Start of EXCERPTED DATA

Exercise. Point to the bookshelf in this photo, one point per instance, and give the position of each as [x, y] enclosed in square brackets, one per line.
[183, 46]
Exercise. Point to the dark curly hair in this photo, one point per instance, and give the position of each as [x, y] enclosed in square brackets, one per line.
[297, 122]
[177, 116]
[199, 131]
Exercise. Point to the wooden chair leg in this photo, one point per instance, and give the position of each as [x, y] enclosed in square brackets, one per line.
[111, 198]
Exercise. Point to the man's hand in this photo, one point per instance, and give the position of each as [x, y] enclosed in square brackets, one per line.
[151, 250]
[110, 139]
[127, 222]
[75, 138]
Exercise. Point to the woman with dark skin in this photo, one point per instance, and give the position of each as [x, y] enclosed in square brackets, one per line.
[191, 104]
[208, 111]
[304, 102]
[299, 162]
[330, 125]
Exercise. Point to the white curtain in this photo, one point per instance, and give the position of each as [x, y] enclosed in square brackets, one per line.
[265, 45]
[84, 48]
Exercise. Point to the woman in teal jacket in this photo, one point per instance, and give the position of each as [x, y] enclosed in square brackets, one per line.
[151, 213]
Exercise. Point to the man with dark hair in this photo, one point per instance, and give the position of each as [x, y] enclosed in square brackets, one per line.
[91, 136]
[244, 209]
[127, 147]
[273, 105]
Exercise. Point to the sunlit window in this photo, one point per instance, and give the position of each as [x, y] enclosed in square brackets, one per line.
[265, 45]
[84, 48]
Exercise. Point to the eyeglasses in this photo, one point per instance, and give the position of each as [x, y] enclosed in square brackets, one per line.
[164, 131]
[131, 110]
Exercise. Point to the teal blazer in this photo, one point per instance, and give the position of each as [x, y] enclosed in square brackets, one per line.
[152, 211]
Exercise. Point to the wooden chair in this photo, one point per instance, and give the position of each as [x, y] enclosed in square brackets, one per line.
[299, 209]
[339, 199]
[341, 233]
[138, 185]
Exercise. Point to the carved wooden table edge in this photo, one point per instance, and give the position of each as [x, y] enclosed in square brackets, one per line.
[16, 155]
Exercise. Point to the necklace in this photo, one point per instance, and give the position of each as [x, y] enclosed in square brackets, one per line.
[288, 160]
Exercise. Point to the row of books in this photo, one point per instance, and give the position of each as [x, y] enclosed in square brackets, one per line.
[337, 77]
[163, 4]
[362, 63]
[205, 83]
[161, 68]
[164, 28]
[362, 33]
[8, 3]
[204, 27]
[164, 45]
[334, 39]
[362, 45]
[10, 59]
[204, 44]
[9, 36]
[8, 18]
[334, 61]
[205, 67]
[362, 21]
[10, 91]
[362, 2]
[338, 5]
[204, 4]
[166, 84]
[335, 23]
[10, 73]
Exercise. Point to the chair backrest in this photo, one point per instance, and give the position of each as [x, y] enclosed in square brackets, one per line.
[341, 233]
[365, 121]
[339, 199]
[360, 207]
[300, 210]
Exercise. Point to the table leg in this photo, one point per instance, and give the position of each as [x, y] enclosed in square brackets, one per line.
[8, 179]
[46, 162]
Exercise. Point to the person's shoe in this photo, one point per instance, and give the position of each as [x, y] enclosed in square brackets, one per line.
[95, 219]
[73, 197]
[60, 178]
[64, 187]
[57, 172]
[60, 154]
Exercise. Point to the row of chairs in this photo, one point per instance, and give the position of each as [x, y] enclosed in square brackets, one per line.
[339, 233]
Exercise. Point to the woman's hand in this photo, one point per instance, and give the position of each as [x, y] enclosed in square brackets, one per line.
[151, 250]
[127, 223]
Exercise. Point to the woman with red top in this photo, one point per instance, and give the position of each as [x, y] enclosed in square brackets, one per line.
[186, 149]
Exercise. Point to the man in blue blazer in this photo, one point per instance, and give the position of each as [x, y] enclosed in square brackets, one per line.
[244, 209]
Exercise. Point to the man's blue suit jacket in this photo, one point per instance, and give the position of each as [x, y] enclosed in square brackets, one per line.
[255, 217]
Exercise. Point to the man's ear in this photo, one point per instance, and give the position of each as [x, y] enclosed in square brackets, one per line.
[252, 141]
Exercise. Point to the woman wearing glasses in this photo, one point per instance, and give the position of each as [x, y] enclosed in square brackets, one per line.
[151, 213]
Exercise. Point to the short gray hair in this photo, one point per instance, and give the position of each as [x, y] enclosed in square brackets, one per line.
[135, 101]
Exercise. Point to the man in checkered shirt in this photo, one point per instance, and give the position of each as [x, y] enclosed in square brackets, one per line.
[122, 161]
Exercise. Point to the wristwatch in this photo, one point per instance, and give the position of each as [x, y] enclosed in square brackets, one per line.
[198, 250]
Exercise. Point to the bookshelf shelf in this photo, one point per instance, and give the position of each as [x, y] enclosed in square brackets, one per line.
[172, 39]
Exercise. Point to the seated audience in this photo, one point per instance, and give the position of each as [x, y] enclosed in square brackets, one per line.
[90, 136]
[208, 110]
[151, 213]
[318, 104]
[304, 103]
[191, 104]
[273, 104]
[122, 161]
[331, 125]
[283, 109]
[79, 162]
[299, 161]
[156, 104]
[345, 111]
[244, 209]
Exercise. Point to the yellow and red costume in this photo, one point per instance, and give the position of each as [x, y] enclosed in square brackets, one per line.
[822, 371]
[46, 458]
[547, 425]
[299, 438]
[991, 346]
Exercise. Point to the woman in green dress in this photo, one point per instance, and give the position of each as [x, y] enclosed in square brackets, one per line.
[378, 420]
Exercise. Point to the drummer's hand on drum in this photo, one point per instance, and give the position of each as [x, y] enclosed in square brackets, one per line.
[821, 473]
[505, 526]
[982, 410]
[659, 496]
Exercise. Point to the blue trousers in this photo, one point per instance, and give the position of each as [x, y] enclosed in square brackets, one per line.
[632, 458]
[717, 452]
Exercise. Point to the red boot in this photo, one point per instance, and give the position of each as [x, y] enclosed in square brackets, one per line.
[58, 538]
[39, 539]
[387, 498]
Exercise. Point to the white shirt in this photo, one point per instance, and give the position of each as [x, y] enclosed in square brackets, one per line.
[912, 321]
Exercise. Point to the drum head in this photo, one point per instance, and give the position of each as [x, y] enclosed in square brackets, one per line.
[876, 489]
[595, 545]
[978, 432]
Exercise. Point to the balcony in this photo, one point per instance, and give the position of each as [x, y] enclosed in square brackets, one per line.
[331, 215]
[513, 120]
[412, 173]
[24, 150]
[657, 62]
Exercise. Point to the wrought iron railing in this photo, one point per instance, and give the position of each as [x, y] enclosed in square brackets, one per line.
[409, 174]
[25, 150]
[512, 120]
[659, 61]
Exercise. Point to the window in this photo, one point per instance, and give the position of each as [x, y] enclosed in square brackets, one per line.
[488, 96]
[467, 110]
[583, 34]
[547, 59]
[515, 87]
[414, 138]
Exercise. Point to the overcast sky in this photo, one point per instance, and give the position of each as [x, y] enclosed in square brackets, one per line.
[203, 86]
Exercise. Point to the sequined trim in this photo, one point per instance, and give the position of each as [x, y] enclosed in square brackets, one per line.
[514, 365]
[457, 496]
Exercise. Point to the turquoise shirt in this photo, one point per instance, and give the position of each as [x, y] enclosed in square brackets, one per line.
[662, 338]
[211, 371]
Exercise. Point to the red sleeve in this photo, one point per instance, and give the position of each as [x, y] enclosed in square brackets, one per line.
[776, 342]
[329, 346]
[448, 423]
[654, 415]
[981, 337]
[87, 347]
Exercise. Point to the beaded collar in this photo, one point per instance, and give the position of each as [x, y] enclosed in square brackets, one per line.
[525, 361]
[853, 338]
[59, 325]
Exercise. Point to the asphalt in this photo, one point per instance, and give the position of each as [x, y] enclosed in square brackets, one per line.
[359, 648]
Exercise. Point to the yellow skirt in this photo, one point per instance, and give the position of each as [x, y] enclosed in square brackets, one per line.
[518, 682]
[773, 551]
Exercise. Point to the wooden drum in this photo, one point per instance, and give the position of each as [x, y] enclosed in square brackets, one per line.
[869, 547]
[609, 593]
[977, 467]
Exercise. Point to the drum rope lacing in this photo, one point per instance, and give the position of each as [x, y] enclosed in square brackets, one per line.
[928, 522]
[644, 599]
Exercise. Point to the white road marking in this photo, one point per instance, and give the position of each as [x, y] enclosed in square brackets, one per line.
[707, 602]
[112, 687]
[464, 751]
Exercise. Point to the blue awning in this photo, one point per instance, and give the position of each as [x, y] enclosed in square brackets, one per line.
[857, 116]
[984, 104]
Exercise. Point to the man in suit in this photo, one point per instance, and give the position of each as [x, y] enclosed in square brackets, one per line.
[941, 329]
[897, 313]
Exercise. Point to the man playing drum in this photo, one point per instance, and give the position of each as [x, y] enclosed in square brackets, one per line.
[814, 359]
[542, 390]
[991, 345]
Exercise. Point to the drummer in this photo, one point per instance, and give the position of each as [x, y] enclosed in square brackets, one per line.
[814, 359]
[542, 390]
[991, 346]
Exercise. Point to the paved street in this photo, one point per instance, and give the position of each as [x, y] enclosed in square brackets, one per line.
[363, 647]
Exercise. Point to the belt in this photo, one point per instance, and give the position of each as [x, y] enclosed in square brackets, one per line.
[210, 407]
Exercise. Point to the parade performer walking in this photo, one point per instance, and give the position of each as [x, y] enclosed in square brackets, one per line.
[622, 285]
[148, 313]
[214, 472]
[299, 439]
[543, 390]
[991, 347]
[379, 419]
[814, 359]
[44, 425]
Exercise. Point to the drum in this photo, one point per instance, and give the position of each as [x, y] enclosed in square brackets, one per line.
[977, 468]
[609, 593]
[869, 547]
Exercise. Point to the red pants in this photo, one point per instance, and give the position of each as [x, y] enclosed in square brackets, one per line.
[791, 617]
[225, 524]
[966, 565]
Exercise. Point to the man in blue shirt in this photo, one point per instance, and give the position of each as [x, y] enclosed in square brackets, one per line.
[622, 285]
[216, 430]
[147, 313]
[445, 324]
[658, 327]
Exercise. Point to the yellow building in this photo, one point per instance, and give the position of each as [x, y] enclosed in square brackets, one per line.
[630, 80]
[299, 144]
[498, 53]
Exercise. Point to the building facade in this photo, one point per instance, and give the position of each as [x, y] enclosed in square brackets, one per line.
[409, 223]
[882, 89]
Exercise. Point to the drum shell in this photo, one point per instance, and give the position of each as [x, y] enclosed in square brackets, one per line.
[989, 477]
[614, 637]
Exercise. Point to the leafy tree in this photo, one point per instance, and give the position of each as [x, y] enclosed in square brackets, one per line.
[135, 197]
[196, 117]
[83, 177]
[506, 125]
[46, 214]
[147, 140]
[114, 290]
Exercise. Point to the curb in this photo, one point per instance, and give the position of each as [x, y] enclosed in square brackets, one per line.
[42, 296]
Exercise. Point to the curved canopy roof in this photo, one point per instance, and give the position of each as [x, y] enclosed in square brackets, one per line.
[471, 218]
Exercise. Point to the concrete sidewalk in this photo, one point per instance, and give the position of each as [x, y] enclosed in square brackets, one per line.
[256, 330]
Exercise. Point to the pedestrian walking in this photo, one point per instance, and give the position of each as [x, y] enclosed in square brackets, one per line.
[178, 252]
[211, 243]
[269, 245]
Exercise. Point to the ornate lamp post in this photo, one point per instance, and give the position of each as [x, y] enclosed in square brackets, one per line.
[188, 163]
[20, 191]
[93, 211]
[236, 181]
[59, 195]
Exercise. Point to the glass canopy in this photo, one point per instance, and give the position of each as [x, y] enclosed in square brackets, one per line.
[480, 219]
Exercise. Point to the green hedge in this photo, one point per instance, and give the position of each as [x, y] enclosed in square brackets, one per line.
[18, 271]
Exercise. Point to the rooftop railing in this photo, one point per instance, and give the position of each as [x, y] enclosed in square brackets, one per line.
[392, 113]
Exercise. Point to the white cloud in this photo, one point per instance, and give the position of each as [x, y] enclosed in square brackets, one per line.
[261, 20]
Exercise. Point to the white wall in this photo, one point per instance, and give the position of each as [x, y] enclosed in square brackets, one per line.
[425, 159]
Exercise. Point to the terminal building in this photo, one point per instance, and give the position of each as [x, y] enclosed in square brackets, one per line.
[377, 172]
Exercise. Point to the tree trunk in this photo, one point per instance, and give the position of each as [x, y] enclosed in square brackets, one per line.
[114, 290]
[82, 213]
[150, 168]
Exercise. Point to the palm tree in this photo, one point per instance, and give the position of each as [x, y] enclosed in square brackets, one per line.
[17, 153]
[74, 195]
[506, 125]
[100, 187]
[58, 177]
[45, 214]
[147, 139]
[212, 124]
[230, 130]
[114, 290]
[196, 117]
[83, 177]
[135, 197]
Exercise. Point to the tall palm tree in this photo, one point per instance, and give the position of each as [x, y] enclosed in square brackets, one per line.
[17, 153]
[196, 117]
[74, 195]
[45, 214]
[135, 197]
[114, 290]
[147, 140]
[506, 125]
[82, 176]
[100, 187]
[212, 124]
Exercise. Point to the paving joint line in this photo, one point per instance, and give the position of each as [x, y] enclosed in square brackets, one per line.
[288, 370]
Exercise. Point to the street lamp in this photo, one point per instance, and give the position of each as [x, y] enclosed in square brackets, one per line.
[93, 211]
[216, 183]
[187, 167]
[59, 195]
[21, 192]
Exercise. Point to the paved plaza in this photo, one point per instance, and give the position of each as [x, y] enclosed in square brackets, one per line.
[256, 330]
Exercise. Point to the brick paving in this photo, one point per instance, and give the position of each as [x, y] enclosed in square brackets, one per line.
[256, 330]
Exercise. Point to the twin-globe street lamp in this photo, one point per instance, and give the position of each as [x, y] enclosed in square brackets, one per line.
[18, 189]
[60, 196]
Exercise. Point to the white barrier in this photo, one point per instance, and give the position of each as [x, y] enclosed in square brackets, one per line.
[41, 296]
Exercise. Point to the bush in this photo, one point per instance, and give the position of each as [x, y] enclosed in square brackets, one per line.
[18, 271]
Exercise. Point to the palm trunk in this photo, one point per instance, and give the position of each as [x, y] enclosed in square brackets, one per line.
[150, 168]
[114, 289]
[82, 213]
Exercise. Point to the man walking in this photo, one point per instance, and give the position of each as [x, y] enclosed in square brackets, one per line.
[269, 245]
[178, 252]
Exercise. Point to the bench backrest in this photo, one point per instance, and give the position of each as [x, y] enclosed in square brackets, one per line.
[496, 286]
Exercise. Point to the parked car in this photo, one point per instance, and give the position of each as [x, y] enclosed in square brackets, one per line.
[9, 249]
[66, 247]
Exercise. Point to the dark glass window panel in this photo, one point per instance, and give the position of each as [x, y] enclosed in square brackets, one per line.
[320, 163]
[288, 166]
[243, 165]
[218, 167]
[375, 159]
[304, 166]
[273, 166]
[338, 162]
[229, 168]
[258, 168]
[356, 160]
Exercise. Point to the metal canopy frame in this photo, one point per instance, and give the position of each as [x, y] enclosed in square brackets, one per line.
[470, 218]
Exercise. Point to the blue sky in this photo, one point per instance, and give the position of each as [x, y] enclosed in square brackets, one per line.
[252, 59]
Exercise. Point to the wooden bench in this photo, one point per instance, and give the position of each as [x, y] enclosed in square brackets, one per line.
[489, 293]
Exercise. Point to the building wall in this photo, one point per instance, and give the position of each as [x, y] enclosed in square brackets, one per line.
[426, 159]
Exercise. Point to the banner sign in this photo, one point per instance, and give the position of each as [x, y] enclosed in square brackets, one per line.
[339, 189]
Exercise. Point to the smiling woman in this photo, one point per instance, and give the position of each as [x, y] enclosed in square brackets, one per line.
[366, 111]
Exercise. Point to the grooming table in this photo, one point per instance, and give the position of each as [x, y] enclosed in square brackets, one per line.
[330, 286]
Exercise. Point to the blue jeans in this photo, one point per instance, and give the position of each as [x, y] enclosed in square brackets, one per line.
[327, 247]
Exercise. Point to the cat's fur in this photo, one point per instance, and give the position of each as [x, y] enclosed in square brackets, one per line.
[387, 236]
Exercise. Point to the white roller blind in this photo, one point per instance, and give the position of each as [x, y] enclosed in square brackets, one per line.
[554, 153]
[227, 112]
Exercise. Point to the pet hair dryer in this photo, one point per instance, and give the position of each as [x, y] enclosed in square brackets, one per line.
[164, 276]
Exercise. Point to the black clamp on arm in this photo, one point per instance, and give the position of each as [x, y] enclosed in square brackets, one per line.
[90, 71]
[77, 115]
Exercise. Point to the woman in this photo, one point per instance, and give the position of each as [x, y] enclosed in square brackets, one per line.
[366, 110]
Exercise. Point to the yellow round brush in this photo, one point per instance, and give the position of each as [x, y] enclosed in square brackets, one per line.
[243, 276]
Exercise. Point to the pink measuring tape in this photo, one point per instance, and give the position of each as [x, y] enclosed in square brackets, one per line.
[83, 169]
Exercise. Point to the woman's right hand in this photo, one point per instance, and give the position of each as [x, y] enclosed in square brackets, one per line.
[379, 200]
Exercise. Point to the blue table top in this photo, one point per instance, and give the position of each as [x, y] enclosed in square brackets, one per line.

End of EXCERPTED DATA

PROBLEM REQUIREMENTS — Reproduce the items above, starting at the line containing "Exercise. Point to the woman's right" and ending at the final line of the items, with "table top" replaced by "tabletop" and everything else unchanged.

SOLUTION TO THIS PROBLEM —
Exercise. Point to the woman's right hand in this photo, one point per instance, and give the position of each as [x, y] enclosed in square brackets, one per line.
[379, 200]
Exercise. Point to the blue tabletop in this photo, one point per instance, and give the position of each as [x, y] enclosed in square brackets, one per line.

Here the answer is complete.